RECORDS FOR PROCESSING ▸
↓

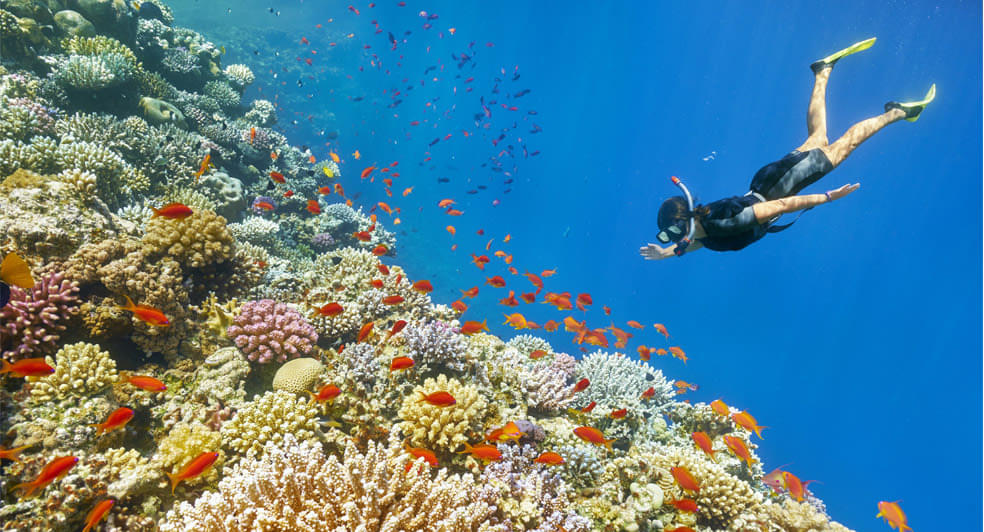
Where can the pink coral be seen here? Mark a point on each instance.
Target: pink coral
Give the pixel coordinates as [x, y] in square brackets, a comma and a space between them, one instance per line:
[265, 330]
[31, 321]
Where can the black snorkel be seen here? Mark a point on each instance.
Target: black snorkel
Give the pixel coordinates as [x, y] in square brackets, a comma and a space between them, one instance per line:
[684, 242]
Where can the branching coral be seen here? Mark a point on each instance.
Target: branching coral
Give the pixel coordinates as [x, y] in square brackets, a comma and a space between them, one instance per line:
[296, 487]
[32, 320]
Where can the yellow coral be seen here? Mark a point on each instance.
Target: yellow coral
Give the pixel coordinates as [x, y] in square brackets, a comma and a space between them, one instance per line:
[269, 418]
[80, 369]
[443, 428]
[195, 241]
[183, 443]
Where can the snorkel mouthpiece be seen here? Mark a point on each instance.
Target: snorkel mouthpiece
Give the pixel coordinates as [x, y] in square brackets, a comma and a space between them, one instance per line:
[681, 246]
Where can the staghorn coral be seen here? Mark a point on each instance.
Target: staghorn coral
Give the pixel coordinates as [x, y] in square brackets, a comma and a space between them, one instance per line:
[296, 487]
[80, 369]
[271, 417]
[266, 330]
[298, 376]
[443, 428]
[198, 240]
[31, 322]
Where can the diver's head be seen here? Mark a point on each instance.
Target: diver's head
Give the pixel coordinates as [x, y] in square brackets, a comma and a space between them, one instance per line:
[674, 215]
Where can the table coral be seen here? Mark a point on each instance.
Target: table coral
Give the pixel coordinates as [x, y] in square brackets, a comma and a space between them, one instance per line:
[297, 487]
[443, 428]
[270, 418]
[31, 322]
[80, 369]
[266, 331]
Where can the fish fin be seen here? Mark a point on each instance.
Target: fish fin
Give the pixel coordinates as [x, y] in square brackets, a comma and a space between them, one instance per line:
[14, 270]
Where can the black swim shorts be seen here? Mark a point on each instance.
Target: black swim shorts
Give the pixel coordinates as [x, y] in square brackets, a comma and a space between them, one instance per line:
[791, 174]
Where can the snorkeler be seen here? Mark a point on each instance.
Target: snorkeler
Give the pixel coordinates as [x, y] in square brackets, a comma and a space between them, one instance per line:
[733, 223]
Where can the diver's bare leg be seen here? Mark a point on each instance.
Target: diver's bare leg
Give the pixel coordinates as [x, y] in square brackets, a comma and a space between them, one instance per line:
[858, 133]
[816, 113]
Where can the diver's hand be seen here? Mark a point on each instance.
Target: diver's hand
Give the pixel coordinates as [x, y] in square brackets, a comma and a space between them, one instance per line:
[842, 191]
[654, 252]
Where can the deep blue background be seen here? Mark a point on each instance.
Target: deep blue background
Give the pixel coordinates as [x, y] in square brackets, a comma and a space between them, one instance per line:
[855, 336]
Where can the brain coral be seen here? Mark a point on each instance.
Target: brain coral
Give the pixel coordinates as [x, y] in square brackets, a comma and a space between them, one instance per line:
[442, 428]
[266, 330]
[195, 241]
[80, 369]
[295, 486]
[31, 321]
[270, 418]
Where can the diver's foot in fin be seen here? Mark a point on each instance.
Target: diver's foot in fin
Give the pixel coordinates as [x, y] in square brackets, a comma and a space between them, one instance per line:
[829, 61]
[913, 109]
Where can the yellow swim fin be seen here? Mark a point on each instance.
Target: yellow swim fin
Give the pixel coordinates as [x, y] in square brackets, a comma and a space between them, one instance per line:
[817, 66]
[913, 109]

↑
↓

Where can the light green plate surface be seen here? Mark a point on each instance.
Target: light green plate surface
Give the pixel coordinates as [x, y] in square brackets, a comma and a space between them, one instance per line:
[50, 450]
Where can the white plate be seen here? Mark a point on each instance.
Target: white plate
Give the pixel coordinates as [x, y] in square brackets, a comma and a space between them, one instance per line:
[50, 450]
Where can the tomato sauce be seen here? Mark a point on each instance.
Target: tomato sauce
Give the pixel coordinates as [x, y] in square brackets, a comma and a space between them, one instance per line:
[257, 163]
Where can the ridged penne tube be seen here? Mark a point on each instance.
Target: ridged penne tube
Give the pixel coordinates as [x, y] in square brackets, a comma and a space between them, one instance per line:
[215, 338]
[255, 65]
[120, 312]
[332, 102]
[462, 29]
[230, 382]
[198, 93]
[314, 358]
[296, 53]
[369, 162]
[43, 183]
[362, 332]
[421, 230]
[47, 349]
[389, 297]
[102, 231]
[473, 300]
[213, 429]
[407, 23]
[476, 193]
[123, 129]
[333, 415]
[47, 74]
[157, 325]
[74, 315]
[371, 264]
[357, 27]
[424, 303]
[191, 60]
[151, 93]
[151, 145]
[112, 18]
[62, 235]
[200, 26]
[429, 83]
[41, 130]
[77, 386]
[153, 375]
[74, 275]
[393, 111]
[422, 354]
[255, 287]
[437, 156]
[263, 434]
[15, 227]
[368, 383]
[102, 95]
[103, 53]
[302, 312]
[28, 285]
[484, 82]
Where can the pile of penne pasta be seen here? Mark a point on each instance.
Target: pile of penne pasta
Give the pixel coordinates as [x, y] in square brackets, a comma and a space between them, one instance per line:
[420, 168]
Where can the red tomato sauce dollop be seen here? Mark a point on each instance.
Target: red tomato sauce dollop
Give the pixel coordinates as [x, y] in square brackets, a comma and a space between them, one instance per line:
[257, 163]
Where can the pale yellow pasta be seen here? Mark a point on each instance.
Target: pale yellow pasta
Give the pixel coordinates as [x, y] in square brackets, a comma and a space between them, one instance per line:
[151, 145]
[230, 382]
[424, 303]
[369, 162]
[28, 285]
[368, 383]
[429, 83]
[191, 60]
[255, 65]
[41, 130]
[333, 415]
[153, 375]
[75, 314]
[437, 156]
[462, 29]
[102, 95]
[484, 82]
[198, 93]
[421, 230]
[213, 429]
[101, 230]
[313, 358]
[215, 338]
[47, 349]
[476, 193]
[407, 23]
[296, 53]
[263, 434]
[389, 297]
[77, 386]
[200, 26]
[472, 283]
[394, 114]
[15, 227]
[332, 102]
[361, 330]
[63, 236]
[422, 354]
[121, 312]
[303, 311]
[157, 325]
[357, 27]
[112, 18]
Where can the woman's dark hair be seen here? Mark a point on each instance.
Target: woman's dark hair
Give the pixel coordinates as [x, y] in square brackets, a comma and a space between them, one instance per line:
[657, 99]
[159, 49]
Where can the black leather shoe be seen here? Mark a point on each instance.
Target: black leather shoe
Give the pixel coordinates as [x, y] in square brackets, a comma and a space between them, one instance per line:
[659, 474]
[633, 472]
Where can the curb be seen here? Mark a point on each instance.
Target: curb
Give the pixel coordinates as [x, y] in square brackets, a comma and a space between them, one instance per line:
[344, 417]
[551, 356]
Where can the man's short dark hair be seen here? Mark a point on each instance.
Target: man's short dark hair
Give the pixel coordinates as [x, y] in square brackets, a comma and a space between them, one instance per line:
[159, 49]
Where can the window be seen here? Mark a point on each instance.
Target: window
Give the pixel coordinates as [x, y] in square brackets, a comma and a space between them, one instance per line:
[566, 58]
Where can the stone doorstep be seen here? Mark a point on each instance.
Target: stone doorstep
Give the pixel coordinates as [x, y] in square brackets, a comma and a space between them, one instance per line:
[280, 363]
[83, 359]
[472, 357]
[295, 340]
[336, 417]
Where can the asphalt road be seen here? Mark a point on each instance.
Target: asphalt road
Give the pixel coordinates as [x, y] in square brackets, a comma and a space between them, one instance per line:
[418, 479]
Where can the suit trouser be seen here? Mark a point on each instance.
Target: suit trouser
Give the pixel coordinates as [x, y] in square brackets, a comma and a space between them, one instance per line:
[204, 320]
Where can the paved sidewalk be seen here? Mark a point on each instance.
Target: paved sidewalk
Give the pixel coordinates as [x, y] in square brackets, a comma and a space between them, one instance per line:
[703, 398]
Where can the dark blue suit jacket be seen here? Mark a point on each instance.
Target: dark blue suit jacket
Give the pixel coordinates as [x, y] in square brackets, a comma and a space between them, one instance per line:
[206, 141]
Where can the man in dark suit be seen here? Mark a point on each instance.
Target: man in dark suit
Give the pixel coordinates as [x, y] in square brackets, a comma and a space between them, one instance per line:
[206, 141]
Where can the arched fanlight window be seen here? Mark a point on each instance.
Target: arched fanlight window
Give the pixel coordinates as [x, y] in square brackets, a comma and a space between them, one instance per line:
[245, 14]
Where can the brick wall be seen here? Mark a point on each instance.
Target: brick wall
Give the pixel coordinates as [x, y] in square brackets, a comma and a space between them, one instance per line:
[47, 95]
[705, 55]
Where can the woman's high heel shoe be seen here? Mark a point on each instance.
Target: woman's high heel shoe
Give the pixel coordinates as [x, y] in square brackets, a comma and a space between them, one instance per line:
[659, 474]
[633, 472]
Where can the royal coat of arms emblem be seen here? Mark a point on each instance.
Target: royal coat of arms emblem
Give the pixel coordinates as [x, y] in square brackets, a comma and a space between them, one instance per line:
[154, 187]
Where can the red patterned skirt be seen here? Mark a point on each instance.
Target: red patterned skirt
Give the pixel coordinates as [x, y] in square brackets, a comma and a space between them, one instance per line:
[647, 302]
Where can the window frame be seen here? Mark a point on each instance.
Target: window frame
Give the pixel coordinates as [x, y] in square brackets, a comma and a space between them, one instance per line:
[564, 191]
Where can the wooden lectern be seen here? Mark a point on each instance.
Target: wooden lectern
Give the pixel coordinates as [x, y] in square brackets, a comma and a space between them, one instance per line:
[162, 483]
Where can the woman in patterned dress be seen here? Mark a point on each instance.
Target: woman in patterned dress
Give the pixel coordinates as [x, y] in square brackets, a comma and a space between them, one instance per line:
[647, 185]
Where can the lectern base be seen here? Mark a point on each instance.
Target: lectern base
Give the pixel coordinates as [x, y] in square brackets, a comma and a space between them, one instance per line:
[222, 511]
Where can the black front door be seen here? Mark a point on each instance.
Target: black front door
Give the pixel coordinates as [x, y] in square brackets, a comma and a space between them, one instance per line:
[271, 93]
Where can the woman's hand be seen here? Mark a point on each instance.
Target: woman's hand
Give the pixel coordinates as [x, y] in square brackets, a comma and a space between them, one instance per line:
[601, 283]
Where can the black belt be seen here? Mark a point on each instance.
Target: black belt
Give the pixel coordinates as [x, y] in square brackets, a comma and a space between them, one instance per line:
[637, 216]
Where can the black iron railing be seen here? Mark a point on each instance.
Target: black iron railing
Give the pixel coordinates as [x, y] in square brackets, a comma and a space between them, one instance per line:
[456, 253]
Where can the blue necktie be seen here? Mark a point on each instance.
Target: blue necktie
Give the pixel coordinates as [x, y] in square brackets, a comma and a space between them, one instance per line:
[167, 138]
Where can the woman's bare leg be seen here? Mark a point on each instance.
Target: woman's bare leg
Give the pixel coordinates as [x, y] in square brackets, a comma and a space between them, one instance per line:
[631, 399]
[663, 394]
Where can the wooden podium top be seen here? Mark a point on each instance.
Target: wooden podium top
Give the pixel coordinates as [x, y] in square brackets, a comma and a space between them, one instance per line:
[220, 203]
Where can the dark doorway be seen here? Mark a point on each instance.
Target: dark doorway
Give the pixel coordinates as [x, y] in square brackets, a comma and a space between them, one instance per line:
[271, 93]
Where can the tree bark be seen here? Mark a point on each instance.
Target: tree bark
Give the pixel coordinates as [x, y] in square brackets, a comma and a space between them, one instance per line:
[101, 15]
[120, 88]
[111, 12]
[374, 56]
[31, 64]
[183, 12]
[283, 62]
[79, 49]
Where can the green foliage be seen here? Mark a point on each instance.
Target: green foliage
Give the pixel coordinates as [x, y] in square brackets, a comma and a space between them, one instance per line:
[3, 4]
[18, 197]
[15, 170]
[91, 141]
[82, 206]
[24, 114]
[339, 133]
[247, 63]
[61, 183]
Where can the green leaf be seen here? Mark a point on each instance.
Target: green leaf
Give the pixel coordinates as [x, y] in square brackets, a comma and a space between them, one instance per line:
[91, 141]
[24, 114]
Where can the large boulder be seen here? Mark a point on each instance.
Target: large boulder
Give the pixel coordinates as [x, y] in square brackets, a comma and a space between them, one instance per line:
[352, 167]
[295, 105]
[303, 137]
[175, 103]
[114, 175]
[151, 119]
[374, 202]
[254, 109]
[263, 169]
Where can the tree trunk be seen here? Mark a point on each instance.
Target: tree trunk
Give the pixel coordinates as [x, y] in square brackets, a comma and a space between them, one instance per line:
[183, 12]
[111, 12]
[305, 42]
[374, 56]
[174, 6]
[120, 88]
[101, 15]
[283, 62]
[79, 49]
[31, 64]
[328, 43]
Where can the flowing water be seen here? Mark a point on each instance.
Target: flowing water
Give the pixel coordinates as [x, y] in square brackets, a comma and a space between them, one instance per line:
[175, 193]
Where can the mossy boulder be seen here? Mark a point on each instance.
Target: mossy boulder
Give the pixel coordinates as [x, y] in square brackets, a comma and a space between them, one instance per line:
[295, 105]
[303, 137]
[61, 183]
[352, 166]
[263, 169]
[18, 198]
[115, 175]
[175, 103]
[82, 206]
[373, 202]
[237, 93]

↑
↓

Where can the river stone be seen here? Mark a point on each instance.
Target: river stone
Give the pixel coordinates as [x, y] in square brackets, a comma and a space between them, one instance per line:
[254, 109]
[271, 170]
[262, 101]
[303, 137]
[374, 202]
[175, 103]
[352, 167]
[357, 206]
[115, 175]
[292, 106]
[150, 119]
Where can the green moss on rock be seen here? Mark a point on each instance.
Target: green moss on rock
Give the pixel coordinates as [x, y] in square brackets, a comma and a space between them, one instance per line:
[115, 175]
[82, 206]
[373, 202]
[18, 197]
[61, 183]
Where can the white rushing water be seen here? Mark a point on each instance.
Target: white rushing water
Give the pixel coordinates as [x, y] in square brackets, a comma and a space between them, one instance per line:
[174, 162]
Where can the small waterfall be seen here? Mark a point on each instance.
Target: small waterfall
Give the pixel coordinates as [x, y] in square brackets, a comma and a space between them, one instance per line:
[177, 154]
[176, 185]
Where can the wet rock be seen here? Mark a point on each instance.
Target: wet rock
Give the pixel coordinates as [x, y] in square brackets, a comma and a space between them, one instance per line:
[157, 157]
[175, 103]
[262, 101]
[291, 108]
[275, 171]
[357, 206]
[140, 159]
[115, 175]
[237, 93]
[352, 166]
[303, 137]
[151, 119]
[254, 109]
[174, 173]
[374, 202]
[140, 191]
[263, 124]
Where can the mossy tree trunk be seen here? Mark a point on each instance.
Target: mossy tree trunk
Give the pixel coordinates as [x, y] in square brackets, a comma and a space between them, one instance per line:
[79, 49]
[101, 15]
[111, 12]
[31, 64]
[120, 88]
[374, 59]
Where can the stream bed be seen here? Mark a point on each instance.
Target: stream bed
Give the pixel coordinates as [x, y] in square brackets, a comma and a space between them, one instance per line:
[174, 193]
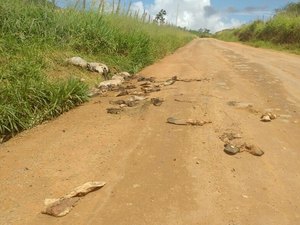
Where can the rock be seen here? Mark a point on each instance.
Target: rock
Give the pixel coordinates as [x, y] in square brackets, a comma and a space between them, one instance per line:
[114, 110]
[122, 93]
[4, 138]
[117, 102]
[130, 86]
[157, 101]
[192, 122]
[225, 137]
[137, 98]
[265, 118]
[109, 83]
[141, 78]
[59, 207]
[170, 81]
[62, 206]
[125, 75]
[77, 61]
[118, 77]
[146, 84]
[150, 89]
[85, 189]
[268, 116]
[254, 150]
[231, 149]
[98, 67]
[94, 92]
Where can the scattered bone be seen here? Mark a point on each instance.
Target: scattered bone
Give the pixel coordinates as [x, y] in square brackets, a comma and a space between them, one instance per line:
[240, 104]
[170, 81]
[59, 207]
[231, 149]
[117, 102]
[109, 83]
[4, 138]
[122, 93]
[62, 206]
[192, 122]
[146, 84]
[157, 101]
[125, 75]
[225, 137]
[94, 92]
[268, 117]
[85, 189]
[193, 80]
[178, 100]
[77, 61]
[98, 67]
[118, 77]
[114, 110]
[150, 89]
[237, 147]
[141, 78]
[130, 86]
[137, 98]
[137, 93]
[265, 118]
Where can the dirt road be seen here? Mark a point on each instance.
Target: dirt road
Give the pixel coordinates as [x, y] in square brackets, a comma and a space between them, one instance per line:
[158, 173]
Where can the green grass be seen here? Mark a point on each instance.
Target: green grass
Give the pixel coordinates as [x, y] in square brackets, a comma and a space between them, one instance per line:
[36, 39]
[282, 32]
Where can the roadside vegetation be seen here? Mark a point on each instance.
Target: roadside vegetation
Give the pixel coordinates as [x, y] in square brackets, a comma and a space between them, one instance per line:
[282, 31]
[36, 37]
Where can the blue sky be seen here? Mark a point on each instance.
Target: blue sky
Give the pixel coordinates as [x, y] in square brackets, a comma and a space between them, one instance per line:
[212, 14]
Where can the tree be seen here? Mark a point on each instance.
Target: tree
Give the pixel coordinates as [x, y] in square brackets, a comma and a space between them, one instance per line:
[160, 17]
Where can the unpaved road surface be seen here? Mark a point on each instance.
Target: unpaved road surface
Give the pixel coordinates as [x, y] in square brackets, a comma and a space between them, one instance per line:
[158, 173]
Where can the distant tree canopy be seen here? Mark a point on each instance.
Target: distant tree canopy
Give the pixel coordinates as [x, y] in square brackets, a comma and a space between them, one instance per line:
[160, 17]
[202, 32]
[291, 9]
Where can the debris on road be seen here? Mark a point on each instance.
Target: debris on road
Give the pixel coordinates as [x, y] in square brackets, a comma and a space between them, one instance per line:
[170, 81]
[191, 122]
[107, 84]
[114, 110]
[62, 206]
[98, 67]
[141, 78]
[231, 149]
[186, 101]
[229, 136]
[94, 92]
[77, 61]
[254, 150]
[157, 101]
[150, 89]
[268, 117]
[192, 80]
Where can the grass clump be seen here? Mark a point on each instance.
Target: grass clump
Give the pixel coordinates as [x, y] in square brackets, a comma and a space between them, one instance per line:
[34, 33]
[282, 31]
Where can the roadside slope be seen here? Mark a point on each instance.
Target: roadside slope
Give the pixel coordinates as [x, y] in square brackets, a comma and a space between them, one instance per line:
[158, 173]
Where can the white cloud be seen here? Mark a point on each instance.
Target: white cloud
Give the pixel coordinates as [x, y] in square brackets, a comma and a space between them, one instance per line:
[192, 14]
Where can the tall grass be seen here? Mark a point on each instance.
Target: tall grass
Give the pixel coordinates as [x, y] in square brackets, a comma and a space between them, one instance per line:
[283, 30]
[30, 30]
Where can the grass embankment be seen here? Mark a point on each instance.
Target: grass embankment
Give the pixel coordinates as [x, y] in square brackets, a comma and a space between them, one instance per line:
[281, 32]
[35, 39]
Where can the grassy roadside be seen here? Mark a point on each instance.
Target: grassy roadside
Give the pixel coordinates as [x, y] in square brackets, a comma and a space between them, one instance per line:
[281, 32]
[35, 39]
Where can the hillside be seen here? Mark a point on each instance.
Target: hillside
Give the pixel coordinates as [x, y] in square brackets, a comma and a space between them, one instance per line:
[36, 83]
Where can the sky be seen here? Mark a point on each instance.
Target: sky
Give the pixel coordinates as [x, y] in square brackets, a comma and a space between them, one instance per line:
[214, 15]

↑

TO BE DONE ▸ Report every line above that contains the word "canopy", copying each such line in full. Case counts.

RESPONSE TO THIS EXERCISE ▸
Where can the distant tree canopy be seen here? Mark a point on each instance.
Target: distant tree canopy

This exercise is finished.